◆ INFORMATION GIVEN ◆
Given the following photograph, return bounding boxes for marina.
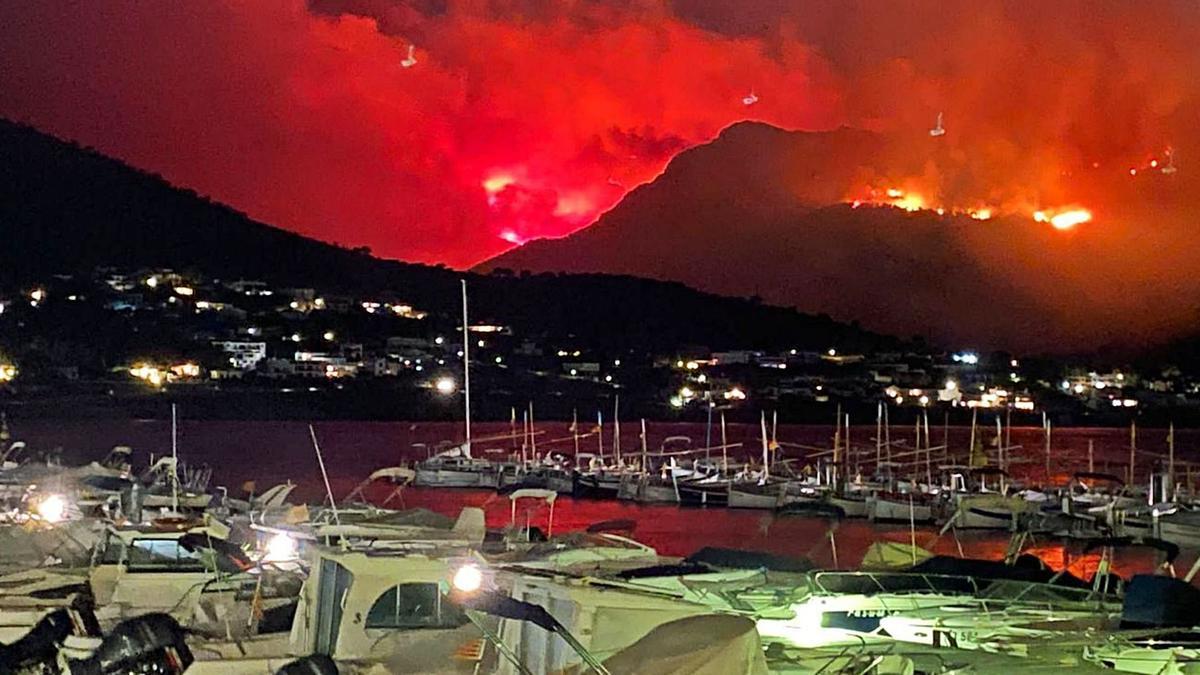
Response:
[0,414,1200,674]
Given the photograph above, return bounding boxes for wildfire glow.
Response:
[484,174,516,197]
[1034,209,1092,229]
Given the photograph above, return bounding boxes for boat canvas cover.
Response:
[684,546,816,573]
[604,614,767,675]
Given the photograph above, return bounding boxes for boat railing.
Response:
[809,572,980,595]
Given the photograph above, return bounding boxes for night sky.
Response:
[0,0,1200,269]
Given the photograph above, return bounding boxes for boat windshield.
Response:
[366,583,467,629]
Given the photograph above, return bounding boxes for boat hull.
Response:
[413,468,496,488]
[866,497,934,522]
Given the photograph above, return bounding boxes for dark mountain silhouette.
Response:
[478,123,1200,353]
[0,120,898,350]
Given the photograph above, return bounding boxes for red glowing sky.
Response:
[0,0,1200,267]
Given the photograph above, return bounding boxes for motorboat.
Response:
[413,446,499,489]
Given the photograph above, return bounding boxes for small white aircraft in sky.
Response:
[1162,148,1177,175]
[400,44,416,68]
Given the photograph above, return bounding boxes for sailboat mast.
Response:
[170,404,179,513]
[642,417,650,476]
[875,401,883,473]
[1166,422,1175,492]
[1129,419,1138,485]
[612,394,620,466]
[571,408,580,456]
[760,411,770,482]
[462,279,470,458]
[529,401,538,461]
[721,411,730,474]
[1046,417,1054,484]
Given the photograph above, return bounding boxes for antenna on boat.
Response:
[460,279,470,458]
[308,424,342,525]
[170,404,179,506]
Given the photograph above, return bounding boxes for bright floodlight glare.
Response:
[37,495,67,522]
[454,565,484,593]
[263,532,296,562]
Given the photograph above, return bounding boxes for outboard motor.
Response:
[0,609,77,675]
[275,653,337,675]
[70,614,196,675]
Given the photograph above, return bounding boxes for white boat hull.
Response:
[413,468,496,488]
[727,488,784,510]
[829,495,869,518]
[866,497,934,522]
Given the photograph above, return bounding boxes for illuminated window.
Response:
[366,584,467,628]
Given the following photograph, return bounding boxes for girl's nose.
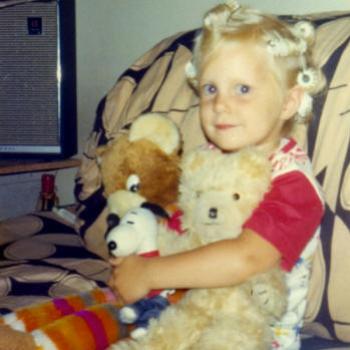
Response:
[214,93,228,113]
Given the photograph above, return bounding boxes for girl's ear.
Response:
[281,85,305,120]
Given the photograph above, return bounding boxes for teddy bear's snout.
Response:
[107,241,118,252]
[208,207,218,219]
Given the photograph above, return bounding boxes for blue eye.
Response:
[202,84,217,95]
[235,84,251,95]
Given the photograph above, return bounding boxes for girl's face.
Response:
[199,43,299,152]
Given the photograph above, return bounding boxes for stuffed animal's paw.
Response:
[251,283,286,319]
[119,306,138,324]
[130,327,147,339]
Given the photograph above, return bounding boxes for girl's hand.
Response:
[108,255,150,304]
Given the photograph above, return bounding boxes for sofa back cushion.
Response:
[76,14,350,342]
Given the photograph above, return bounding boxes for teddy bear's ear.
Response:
[129,113,181,154]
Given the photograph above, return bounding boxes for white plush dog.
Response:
[111,148,286,350]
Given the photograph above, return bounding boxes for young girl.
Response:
[110,1,323,349]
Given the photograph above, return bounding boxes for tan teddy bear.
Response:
[110,148,287,350]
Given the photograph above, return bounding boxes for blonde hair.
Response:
[186,1,325,123]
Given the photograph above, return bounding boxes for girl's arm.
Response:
[109,229,281,303]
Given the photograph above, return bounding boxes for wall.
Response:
[0,0,350,219]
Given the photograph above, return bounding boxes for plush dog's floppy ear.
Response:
[129,113,181,154]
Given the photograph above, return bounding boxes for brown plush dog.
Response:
[97,113,181,217]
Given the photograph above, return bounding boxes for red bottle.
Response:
[36,174,58,211]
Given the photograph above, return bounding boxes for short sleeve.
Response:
[244,171,324,271]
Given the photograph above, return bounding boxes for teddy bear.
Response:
[96,113,182,217]
[110,146,287,350]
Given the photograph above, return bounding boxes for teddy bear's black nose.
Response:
[108,241,118,252]
[209,208,218,219]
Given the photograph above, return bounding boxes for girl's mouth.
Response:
[215,124,236,130]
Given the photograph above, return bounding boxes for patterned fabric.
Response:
[0,10,350,350]
[76,13,350,348]
[0,288,127,350]
[0,213,109,314]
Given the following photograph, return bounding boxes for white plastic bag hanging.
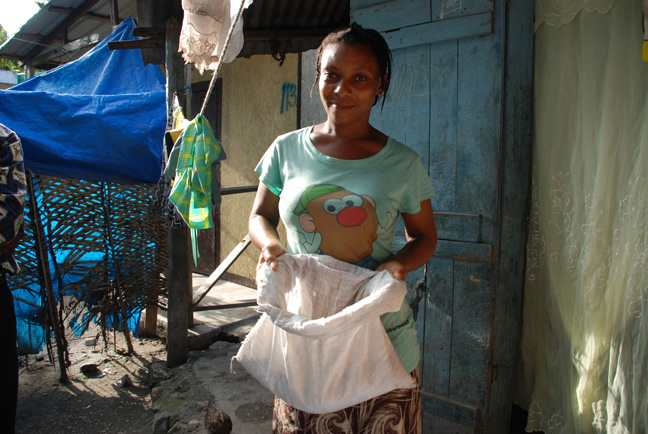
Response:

◆ TASK TO CARRY OUT ◆
Can you reproduce the listing starting at the line that has "Given the photograph above, return bounding boxes for small" and stopping after the line that has "[208,207,218,219]", with every bounding-box coordinate multiplied by 1.4 and rounded to a whole number (halves round up)? Leave out the picture lines.

◆ FINAL RESULT ◆
Given the photograph above, return bounding boxes for small white aircraft in sky.
Response:
[1627,207,1648,245]
[560,62,582,95]
Given the photograph above, return bounding boxes for sailboat mast.
Response:
[238,566,251,718]
[899,584,910,666]
[1225,561,1236,662]
[1632,591,1645,689]
[1581,587,1593,679]
[857,552,868,652]
[799,571,812,638]
[1064,575,1078,675]
[647,391,658,641]
[741,561,753,645]
[1009,575,1022,664]
[1464,584,1476,678]
Given the photograph above, return bounding boxes for antenna on boat.
Response:
[644,391,658,641]
[431,594,479,735]
[238,566,251,708]
Given the photograph above, return bounding boxes for bright floodlight glare.
Response:
[52,693,94,731]
[636,791,678,830]
[368,745,414,787]
Given the photograph above, return bounding boxes for outboard motor.
Response:
[0,853,108,945]
[385,914,472,945]
[98,860,274,945]
Given the photograph above, return bounding boxes for white boat hull.
Response:
[578,655,694,683]
[1018,683,1098,714]
[1161,693,1217,725]
[1212,696,1308,731]
Given the photograph above, return bounding boxes for illuminated window.
Response:
[512,818,654,879]
Given the following photograph, return bounding boxes for girl's nose.
Response:
[300,130,319,158]
Given the photograph above, return bounding boxes for girl's ear.
Response:
[393,119,427,168]
Given the photograph above, return bounding boxes for teddy bear's snout.
Response:
[150,337,165,353]
[291,290,305,307]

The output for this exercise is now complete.